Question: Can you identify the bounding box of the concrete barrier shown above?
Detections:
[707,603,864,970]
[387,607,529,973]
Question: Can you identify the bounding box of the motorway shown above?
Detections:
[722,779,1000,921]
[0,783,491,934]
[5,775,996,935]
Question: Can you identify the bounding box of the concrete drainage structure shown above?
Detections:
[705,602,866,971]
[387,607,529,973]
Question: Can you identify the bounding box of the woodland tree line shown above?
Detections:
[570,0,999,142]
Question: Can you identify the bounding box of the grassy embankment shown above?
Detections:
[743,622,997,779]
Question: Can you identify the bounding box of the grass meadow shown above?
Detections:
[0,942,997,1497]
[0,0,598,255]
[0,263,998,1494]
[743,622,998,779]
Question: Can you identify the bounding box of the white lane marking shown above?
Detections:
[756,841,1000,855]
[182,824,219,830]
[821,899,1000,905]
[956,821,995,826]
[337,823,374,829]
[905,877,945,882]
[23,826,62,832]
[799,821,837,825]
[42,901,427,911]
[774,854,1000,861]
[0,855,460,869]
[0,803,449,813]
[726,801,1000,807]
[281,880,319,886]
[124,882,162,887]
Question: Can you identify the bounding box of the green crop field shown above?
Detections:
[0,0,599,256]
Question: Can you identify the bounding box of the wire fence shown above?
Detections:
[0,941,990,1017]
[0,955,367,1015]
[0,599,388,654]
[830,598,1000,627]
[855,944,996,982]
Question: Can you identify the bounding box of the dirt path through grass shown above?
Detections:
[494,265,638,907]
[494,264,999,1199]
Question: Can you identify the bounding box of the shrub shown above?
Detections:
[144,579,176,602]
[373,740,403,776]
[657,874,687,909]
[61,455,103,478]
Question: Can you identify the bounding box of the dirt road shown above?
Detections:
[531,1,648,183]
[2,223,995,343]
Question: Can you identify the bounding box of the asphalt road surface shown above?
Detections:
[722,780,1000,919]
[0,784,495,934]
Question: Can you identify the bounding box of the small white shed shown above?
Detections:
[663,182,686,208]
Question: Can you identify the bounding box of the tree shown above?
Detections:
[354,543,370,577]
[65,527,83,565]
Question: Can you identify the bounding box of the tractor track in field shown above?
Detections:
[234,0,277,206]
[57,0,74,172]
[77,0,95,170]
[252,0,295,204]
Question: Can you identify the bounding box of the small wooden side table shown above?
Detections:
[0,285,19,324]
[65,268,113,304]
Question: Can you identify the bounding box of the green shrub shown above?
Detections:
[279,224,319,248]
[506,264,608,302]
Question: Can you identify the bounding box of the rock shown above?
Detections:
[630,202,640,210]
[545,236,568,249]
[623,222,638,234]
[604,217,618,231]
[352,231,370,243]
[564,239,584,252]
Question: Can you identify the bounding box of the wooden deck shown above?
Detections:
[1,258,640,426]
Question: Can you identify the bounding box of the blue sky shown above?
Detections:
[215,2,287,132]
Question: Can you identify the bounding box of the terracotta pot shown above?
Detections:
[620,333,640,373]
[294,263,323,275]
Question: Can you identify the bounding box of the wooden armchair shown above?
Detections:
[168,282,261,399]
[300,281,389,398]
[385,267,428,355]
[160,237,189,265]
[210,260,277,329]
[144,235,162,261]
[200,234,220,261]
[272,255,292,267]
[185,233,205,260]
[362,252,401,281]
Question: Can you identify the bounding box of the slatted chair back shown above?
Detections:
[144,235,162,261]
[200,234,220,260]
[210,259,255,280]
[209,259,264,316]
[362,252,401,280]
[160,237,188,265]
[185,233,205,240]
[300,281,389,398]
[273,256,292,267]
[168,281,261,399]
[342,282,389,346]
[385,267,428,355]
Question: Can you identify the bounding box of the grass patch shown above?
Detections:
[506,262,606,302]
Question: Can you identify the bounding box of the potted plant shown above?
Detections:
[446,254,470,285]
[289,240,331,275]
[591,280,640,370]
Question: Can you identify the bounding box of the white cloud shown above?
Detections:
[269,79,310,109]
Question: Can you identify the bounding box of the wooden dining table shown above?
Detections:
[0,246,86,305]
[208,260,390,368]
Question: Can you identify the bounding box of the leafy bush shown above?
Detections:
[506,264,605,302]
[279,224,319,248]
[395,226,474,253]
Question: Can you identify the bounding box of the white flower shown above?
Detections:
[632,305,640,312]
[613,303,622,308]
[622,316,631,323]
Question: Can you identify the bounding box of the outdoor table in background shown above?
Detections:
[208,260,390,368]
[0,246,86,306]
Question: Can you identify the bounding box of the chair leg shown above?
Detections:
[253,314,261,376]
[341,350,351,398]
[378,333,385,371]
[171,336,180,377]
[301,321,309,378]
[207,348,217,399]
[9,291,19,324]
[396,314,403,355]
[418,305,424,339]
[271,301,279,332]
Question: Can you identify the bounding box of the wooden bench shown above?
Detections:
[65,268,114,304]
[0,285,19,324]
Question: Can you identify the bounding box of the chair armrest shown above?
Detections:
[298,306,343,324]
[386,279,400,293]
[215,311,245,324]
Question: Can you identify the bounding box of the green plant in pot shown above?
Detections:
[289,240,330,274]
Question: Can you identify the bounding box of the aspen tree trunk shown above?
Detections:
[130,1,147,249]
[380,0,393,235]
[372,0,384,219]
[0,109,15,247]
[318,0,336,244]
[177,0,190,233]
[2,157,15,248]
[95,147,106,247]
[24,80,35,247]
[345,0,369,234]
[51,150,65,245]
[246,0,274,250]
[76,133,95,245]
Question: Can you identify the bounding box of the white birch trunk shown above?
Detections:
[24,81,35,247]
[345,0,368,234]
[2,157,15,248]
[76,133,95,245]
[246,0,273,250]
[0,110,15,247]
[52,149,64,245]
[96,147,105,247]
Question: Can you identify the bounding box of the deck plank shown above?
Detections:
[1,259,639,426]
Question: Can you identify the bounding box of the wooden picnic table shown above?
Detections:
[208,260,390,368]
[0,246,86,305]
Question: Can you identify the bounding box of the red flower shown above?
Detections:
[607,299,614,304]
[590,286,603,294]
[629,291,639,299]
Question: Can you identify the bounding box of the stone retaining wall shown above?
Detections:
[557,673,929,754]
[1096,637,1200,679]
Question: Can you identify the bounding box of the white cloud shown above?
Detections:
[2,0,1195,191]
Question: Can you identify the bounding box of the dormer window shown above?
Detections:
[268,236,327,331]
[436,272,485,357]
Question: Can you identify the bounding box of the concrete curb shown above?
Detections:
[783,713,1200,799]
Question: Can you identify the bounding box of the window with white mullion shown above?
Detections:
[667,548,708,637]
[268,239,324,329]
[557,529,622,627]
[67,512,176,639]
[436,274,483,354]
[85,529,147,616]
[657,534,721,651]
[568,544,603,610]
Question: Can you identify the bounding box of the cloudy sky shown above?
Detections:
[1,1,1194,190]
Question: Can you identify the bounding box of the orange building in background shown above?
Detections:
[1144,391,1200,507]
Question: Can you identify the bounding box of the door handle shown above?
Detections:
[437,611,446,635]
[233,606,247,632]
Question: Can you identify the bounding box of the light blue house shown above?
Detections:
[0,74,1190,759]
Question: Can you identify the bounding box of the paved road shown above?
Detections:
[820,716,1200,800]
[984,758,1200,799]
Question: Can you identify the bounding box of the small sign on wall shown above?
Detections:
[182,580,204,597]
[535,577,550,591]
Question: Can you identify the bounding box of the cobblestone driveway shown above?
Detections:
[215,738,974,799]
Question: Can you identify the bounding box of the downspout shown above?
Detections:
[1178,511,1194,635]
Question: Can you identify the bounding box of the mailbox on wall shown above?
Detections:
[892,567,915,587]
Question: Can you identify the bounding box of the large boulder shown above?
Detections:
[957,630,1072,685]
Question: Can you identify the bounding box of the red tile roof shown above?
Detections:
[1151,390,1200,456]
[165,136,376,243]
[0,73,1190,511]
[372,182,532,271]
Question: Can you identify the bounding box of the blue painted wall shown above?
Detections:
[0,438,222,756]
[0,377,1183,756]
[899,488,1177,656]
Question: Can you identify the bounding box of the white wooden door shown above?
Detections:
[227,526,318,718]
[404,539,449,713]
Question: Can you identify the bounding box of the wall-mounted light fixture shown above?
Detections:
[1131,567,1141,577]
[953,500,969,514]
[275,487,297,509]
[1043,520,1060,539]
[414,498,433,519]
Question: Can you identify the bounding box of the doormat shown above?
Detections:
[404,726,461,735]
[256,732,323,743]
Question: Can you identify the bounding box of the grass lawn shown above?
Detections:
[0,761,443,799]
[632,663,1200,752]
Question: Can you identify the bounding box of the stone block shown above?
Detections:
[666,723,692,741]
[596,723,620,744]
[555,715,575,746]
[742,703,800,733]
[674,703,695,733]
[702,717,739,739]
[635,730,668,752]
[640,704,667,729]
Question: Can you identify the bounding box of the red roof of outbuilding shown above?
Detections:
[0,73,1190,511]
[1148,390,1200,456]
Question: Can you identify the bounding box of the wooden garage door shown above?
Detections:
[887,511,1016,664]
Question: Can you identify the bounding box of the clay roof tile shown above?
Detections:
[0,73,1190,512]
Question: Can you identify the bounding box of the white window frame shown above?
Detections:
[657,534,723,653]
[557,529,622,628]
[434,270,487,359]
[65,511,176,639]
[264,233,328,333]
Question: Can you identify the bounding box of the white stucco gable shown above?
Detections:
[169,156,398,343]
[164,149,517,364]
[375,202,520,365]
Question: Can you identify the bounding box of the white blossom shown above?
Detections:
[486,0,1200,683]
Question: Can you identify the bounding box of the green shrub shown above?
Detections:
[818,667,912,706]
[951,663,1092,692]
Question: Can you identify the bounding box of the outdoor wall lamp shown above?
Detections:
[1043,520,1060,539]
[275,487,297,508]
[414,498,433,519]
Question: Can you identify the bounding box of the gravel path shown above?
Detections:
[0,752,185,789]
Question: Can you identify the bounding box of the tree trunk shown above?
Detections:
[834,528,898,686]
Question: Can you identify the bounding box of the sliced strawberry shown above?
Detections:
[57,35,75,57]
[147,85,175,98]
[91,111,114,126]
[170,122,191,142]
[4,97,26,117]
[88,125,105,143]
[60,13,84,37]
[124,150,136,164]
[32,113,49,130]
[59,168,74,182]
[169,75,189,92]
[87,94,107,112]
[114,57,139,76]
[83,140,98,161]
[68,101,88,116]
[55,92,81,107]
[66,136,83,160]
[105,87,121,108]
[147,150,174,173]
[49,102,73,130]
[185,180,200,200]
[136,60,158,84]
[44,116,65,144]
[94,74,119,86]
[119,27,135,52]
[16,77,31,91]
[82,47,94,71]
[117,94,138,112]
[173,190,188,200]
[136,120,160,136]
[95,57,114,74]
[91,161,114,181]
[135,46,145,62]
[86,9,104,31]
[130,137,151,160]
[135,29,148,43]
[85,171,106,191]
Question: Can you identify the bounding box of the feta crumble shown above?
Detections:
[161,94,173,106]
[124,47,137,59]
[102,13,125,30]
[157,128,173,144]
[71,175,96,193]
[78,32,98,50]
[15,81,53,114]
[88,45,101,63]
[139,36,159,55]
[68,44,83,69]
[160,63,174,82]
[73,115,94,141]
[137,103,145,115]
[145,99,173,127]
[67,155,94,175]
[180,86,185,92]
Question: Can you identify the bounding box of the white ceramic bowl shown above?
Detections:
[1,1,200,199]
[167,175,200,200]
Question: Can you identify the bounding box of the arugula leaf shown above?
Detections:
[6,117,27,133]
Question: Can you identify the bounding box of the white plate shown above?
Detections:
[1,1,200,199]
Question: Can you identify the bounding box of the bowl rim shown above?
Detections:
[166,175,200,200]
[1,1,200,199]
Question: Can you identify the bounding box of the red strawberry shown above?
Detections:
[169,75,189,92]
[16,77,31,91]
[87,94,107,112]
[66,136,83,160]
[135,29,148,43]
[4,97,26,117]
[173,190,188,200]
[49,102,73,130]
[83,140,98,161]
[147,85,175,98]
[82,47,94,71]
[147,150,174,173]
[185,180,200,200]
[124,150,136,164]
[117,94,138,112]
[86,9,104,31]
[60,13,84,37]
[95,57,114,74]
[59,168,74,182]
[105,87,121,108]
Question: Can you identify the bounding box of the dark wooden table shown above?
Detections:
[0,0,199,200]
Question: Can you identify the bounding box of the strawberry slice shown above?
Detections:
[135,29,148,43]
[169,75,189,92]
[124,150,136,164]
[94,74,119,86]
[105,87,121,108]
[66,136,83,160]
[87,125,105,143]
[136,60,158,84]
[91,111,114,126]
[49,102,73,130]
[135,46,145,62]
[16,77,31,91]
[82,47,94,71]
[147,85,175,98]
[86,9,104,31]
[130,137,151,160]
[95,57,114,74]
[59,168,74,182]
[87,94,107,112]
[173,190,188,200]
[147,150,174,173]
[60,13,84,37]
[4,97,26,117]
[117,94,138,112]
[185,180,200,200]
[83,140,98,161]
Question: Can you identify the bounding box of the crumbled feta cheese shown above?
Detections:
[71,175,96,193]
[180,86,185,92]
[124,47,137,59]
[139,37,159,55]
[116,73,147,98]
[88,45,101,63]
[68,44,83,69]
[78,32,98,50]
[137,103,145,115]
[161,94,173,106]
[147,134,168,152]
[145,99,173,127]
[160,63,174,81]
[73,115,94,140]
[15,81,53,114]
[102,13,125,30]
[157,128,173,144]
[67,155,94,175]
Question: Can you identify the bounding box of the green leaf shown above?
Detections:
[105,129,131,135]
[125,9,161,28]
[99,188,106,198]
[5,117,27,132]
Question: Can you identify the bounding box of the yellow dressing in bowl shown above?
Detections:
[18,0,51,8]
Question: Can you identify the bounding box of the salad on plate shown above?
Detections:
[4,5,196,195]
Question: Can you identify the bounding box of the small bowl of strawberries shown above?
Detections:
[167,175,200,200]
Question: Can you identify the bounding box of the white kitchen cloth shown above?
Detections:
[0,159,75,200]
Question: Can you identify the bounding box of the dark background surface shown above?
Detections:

### Exercise description
Please go through the data above and copy each line containing the word "table".

### Task answer
Question: Can you identify the bounding box of the small wooden side table shown above?
Question: Can you identify the bounding box of the wooden dining table shown above?
Question: Can you identify the bounding box of the outdoor table in background shown above?
Question: Can you identify the bounding box of the wooden picnic table shown above?
Question: Can you identify the bounding box of the dark wooden table shown above?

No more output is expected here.